Corals Turn Bright Neon in Last-Ditch Effort to Survive
Viruses, pollution and warming ocean temperatures have plagued corals in recent years. The onslaught of abuse has caused mass bleaching events and threatened the long-term survival of many ocean species. While corals have little chance of surviving through a mass bleaching, a new study found that when corals turn a vibrant neon color, it's in a last-ditch effort to survive, as CBS News reported.
Rather than going through a bleaching where the coral turns white, many reef regions around the world have seen coral reefs go through a "colorful bleaching," where the coral turns brilliant hues of bright purple, pink, and orange. The colors appear as a survival technique as the corals face stress from increased ocean temperatures and a lack of nutrients, according to The Independent.
The new study led by researchers from the University of Southampton in the UK was published in the journal Current Biology. Scientists had first spotted the neon coral a decade ago, but they were stumped as to why the vibrant colors appeared.
In coral bleaching, the algae that live in healthy coral try to flee from rising ocean temperatures. Their symbiotic relationship can end if ocean temperatures rise just 1 degree Celsius. The warmer temperatures cause the algae to escape the shelter provided by the coral, leaving behind a bleached skeleton.
However, in colorful bleaching events, the coral add an extra protective layer to help them endure difficult ocean conditions. That new layer is made up from pigments similar to the green fluorescent protein that makes some jellyfish glow, according to CNET. The glowing pigment is produced through the algae's interaction with sunlight.

[Data under study]:
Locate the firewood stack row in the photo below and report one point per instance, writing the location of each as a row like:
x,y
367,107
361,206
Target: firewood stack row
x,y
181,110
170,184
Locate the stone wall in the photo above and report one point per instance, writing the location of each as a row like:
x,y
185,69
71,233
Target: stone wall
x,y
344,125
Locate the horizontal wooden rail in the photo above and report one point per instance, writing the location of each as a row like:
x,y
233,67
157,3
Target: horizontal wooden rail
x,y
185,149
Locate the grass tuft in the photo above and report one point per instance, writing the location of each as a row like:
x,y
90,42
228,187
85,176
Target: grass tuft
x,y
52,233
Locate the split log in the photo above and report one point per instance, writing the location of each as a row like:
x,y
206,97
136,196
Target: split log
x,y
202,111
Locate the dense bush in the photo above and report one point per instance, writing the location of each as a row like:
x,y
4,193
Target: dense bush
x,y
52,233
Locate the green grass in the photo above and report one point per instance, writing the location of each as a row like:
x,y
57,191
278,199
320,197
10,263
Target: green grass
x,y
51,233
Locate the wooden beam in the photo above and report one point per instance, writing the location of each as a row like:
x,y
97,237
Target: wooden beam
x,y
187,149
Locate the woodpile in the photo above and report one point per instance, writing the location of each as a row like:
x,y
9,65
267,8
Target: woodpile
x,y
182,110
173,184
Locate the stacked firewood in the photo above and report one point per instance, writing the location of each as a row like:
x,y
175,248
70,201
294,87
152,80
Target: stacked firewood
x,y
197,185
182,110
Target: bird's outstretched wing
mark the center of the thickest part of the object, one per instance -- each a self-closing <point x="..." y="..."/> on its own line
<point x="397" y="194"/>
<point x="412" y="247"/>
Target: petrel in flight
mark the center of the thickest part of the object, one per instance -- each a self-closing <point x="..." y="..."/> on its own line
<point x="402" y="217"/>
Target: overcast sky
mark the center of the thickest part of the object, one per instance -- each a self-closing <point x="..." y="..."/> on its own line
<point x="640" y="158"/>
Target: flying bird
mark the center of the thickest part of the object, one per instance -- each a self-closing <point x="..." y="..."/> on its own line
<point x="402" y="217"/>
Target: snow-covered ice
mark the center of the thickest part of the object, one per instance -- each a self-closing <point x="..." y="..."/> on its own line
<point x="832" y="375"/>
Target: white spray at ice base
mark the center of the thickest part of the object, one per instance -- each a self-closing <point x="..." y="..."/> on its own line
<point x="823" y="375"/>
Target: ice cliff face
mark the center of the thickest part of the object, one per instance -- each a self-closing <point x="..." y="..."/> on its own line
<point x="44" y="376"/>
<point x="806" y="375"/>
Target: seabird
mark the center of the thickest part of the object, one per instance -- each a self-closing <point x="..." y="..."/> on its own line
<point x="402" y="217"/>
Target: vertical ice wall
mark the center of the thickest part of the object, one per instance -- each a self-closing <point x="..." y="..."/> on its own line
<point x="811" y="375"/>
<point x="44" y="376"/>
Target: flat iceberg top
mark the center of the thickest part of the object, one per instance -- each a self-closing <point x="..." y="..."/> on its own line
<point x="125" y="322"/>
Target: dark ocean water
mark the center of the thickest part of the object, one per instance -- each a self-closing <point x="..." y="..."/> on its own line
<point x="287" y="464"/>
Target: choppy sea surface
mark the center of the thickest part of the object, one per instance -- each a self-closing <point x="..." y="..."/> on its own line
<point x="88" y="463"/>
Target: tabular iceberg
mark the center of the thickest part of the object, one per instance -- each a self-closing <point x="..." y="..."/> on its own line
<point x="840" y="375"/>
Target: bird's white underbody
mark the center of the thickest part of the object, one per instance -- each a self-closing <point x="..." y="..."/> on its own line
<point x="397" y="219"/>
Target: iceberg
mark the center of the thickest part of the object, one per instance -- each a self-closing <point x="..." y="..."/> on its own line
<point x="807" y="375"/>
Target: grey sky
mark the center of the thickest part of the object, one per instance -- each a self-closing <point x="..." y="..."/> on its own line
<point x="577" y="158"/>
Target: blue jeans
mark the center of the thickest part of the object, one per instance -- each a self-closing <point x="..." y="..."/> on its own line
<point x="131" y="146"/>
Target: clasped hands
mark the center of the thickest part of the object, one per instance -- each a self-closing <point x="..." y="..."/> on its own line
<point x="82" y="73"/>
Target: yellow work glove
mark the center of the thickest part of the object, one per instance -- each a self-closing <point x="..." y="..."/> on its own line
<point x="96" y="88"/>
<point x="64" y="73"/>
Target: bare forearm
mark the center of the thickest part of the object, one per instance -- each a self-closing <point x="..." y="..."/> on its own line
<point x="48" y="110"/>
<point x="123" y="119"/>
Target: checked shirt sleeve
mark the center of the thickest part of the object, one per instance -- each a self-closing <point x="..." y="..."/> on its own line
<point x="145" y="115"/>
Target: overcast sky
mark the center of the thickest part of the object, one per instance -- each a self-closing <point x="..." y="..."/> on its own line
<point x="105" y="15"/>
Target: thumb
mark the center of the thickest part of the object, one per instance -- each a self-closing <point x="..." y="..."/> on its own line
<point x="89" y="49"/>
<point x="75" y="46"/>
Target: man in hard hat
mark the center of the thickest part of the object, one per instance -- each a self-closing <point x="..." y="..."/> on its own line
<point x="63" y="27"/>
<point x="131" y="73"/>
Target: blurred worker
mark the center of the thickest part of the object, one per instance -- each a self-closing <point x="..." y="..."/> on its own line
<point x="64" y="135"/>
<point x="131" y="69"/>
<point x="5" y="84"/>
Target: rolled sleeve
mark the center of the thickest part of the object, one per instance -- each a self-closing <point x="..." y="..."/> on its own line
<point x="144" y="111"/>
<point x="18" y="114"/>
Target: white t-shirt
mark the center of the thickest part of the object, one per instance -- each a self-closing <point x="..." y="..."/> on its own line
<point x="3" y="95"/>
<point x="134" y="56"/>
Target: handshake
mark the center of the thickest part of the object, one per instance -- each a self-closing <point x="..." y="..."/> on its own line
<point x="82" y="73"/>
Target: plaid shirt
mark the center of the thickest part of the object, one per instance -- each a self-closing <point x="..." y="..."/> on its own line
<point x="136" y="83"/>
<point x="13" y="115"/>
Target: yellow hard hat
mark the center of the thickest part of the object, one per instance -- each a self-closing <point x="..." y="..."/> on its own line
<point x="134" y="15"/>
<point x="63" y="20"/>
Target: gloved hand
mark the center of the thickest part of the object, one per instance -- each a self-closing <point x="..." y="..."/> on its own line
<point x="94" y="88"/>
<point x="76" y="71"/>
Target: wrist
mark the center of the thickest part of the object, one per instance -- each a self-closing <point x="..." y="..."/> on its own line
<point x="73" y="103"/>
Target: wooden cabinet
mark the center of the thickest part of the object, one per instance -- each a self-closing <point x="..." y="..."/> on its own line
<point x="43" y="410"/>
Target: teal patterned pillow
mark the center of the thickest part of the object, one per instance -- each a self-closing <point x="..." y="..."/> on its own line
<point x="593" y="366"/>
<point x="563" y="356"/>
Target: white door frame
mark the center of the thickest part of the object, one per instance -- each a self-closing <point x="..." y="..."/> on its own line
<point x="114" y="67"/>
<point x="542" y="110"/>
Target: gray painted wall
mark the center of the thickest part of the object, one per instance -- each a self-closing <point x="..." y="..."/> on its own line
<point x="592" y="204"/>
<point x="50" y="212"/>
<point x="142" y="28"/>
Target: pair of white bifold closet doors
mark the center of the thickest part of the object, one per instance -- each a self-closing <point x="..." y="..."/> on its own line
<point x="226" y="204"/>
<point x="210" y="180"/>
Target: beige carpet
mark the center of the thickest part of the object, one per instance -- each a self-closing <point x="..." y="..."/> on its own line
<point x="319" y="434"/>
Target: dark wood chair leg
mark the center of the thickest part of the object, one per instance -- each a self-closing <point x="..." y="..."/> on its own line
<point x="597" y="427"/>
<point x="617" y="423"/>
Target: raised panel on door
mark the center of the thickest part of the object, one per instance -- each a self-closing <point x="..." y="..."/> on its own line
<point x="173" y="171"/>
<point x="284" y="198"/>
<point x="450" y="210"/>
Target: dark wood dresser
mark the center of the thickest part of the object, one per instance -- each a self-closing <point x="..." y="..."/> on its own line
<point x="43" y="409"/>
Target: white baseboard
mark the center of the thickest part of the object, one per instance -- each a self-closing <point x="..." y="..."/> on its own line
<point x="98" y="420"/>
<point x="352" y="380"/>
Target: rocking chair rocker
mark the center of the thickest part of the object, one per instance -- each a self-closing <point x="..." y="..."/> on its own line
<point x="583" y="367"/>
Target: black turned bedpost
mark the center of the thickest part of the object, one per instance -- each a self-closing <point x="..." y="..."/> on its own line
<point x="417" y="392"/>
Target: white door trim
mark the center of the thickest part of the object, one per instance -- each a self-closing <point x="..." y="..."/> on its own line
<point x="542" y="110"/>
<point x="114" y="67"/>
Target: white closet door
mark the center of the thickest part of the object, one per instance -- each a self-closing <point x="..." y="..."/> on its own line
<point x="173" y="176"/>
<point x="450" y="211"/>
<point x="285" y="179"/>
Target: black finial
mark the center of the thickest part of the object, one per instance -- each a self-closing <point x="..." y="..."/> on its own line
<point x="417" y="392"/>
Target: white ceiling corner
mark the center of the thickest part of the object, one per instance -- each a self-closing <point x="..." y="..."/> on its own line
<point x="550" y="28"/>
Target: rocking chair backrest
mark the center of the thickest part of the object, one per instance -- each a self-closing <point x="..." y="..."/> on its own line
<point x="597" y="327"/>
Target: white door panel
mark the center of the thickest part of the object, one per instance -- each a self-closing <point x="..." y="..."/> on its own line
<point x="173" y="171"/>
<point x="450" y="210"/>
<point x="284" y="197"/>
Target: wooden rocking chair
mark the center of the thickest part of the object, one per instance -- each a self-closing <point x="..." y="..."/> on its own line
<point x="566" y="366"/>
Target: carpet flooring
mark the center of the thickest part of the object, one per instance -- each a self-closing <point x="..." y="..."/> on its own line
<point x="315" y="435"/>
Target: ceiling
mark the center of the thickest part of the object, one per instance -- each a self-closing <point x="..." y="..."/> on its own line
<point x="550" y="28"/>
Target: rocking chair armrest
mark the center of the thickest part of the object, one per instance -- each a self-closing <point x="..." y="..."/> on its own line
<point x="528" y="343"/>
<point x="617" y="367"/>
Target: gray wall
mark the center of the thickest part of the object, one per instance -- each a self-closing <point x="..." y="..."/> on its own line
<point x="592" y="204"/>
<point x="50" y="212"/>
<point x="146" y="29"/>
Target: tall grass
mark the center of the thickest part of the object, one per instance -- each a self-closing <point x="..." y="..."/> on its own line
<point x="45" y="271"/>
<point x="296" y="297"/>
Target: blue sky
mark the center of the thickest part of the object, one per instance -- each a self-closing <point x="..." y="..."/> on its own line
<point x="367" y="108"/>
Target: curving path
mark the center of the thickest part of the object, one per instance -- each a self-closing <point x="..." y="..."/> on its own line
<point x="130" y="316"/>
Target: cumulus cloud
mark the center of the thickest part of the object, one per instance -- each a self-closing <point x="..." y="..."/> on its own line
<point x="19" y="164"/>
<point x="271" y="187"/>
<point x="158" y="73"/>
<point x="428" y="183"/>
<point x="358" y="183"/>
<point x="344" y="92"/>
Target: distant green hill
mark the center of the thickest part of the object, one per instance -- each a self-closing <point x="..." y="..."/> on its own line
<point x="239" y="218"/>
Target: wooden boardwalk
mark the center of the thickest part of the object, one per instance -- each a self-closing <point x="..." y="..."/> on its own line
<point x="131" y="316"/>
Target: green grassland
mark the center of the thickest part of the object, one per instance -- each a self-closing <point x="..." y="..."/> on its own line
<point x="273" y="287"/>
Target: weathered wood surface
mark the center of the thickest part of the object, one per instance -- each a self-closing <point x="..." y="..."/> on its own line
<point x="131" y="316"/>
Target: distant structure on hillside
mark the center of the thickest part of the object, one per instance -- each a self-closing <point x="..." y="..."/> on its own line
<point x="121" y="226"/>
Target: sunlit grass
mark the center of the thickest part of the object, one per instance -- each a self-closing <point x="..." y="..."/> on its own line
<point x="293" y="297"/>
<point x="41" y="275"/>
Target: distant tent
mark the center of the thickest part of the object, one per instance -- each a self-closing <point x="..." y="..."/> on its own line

[Work instructions]:
1 – In the coral article, which journal published the new study?
2 – Copy the coral article word for word, from "Rather than going" through "to The Independent.".

[Response list]:
1 – Current Biology

2 –
Rather than going through a bleaching where the coral turns white, many reef regions around the world have seen coral reefs go through a "colorful bleaching," where the coral turns brilliant hues of bright purple, pink, and orange. The colors appear as a survival technique as the corals face stress from increased ocean temperatures and a lack of nutrients, according to The Independent.